:: TEXT EXCERPT ::
___
Flipkart Commission Fee Reconciliation
Flipkart commission fee verification helps marketplace sellers check whether the commission, deductions, refunds, and settlement adjustments in Flipkart reports align with their internal records. For finance teams, the challenge is usually not just the fee itself, but the time required to compare order data, settlement data, and exception rows across multiple files.
Cointab provides a structured way to reconcile Flipkart-related records so teams can review matched, partially matched, unmatched, and skipped transactions in one workflow. Instead of managing this work in spreadsheets, teams can upload files, map fields once, run reconciliation, and download an audit-ready report.
Why Flipkart commission fee verification matters
Marketplace commission fees can affect margin, settlement accuracy, and month-end reporting. Even small differences in commission chargebacks, cancellations, returns, or refunds can create open items that need follow-up.
A manual process usually makes this work slower than it needs to be. Finance teams often have to:
- Compare seller order reports with settlement statements
- Check whether commission charges were applied correctly
- Review refunds, returns, and deductions
- Identify orders with missing or inconsistent references
- Explain differences to finance, operations, or partner teams
A reconciliation workflow gives teams a clearer view of what was charged, what was expected, and what still needs review.
What Cointab compares in a Flipkart workflow
Cointab uses a Side A and Side B model so finance teams can clearly separate internal records from external marketplace records.
Side A: your records
Side A usually contains the records your business expects to be correct, such as:
- Internal sales report
- Order report
- ERP export
- Ledger or accounting data
- Internal settlement working
Side B: Flipkart records
Side B contains the external marketplace records received from Flipkart, such as:
- Settlement report
- Fee or deduction report
- Refund or return adjustment report
- Payment or payout records
The reconciliation engine then compares identifiers, amounts, and related values to identify where records match and where they need review.
___
:: INFORMATION SHOWN ::
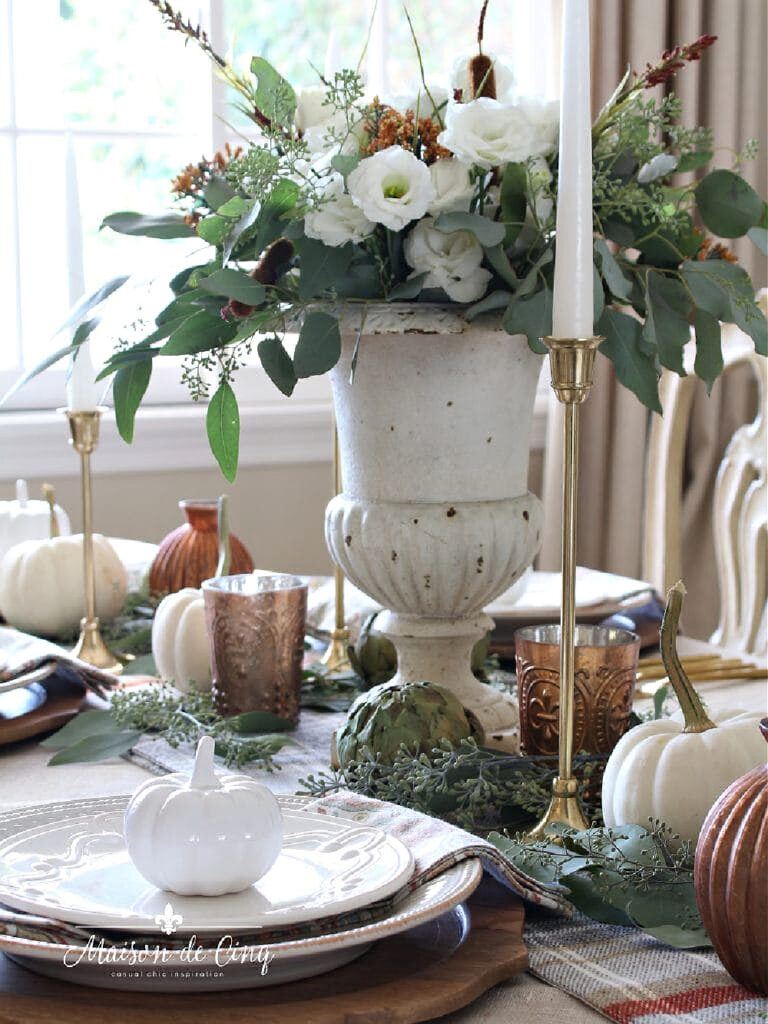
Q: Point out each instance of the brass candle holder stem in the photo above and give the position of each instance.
(84, 426)
(336, 657)
(571, 361)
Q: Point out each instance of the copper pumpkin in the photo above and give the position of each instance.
(189, 554)
(731, 877)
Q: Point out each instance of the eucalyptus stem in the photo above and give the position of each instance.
(696, 719)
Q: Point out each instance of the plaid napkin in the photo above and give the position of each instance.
(20, 653)
(435, 845)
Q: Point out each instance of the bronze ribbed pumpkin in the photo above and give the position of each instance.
(731, 877)
(189, 554)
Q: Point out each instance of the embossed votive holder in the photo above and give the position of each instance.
(605, 665)
(256, 629)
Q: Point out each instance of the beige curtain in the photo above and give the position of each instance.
(727, 91)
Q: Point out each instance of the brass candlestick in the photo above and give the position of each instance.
(90, 647)
(571, 361)
(336, 657)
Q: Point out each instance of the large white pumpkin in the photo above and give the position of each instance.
(179, 640)
(28, 520)
(42, 589)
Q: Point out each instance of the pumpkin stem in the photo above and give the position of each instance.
(204, 775)
(225, 556)
(696, 719)
(50, 499)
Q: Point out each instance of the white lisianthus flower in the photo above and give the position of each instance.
(503, 76)
(311, 108)
(452, 184)
(337, 220)
(452, 261)
(488, 133)
(392, 187)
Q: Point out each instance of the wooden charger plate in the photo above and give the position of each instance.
(432, 970)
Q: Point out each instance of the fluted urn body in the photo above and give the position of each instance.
(434, 519)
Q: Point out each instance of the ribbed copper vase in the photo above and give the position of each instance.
(189, 554)
(731, 877)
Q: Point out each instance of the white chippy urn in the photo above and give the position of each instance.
(205, 835)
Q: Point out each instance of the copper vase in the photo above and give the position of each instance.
(731, 877)
(605, 664)
(189, 554)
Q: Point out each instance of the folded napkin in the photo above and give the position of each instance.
(22, 653)
(435, 846)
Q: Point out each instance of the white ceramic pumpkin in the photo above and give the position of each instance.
(25, 519)
(205, 835)
(675, 769)
(179, 640)
(42, 590)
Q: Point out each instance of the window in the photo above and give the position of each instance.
(100, 107)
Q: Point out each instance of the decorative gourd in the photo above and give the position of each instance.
(42, 589)
(731, 877)
(205, 835)
(24, 519)
(659, 770)
(179, 640)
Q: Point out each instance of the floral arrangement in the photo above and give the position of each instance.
(445, 196)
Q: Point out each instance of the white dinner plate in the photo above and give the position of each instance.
(70, 861)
___
:: TASK REQUIREMENTS ::
a – According to the Flipkart commission fee text, what model does Cointab use to keep internal records apart from marketplace records?
b – Name each kind of Flipkart record that the Flipkart commission fee text lists as belonging on Side B.

:: COMPLETE ANSWERS ::
a – A Side A and Side B model.

b –
- Settlement report
- Fee or deduction report
- Refund or return adjustment report
- Payment or payout records